● **练习题**:
(A) 根据这篇链表题解,快慢指针法中快指针和慢指针每次分别走几步?
(B) 这篇链表题解中,以"遍历一遍,得到链表总长"开头的第一种方法,其 middleNode 方法里声明了哪些局部变量?请全部列出。

#### 给定文本 ####

题目描述:
思路:
①:遍历一遍,得到链表总长,然后再遍历到一半的位置。
/**
* Definition for singly-linked list.
* public class ListNode {
* int val;
* ListNode next;
* ListNode(int x) { val = x; }
* }
*/
class Solution {
public ListNode middleNode(ListNode head) {
int len = 1;
for(ListNode temp = head; temp.next!=null; temp=temp.next){
len++;
}
int n = (len-1)/2;
System.out.println(n);
for(int i =0;i<n;i++){
head = head.next;
}
//如果是偶数
if((len&1)==0){
return head.next;
}else{
return head;
}
}
}
②:快慢指针法:快指针一次走两步,慢指针一次走一步。这样当快指针到链表末尾时(奇数个),慢指针在链表中间。如果是偶数,慢指针再向前走一步。
这个方法比较快:
/**
* Definition for singly-linked list.
* public class ListNode {
* int val;
* ListNode next;
* ListNode(int x) { val = x; }
* }
*/
class Solution {
public ListNode middleNode(ListNode head) {
ListNode dummy = new ListNode(-1);
dummy.next = head;
ListNode fast = head;
ListNode slow = head;
while(fast.next!=null){
if(fast.next.next!=null){
fast=fast.next.next;
slow = slow.next;
}else{
fast= fast.next;
slow=slow.next;
}
}
return slow;
}
}

#### 数据记录 ####

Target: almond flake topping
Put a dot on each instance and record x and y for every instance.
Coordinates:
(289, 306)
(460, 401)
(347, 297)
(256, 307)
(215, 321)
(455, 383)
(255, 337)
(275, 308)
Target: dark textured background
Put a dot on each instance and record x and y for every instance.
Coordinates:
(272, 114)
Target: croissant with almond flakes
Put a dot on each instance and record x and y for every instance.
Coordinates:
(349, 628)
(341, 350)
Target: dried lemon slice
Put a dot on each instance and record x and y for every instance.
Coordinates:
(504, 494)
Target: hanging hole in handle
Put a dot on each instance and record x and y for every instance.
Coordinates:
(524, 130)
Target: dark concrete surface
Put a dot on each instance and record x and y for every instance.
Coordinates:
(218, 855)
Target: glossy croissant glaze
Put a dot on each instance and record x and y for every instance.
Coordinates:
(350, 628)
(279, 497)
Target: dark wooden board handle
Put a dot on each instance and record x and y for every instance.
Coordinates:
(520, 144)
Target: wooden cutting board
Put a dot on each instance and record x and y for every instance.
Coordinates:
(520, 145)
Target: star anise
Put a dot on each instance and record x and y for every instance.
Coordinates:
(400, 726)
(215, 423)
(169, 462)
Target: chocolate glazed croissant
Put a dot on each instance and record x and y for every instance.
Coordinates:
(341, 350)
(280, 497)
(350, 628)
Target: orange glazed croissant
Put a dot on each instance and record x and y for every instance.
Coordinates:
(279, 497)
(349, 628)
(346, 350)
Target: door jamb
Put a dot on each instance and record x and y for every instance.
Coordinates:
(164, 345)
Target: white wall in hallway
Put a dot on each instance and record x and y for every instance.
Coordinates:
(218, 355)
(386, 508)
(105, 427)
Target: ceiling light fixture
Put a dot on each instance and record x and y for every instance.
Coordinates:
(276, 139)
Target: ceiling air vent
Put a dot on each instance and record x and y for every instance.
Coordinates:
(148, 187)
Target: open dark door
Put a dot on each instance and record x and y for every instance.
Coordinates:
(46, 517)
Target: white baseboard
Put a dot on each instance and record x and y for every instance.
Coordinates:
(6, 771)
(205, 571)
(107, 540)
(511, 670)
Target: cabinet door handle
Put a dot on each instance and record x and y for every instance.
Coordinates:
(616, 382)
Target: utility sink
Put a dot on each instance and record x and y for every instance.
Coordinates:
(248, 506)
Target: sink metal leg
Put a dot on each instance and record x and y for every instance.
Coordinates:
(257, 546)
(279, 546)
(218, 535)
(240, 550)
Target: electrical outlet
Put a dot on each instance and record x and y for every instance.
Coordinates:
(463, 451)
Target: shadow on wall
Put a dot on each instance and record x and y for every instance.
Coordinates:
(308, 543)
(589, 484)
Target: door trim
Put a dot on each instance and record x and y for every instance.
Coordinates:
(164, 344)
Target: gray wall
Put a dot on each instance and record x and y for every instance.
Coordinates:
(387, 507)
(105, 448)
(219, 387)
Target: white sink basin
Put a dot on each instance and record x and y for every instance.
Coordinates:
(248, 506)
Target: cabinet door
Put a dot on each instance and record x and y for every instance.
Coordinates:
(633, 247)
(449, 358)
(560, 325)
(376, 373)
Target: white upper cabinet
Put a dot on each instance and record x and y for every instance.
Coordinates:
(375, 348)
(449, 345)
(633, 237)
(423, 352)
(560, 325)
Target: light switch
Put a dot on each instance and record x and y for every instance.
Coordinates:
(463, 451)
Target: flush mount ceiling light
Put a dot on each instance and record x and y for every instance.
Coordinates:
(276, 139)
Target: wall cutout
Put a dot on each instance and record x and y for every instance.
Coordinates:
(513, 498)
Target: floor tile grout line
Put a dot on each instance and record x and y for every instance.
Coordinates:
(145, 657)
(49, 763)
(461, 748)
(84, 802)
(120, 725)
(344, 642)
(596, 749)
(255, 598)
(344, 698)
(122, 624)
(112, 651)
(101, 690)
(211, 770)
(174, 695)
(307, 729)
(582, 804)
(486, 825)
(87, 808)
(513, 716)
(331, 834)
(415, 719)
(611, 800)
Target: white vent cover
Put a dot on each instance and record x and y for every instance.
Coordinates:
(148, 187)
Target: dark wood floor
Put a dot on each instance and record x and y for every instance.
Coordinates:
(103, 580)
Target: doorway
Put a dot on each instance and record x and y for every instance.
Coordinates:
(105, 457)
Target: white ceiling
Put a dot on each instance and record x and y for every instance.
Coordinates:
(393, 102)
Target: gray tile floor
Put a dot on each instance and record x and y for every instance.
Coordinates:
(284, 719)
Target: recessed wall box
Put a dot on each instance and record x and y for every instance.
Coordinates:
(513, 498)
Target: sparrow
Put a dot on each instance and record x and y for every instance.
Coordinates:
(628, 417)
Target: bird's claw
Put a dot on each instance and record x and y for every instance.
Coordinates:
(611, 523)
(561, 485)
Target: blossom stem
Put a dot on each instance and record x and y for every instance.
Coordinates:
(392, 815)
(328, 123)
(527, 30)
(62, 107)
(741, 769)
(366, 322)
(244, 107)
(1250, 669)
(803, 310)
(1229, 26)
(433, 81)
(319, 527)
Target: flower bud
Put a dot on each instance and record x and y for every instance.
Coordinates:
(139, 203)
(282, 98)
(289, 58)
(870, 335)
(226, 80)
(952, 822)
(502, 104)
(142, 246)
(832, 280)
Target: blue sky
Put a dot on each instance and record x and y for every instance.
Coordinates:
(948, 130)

####

● **逐题解答**:
(A) 快指针一次走两步,慢指针一次走一步。

(B) len、temp、n、i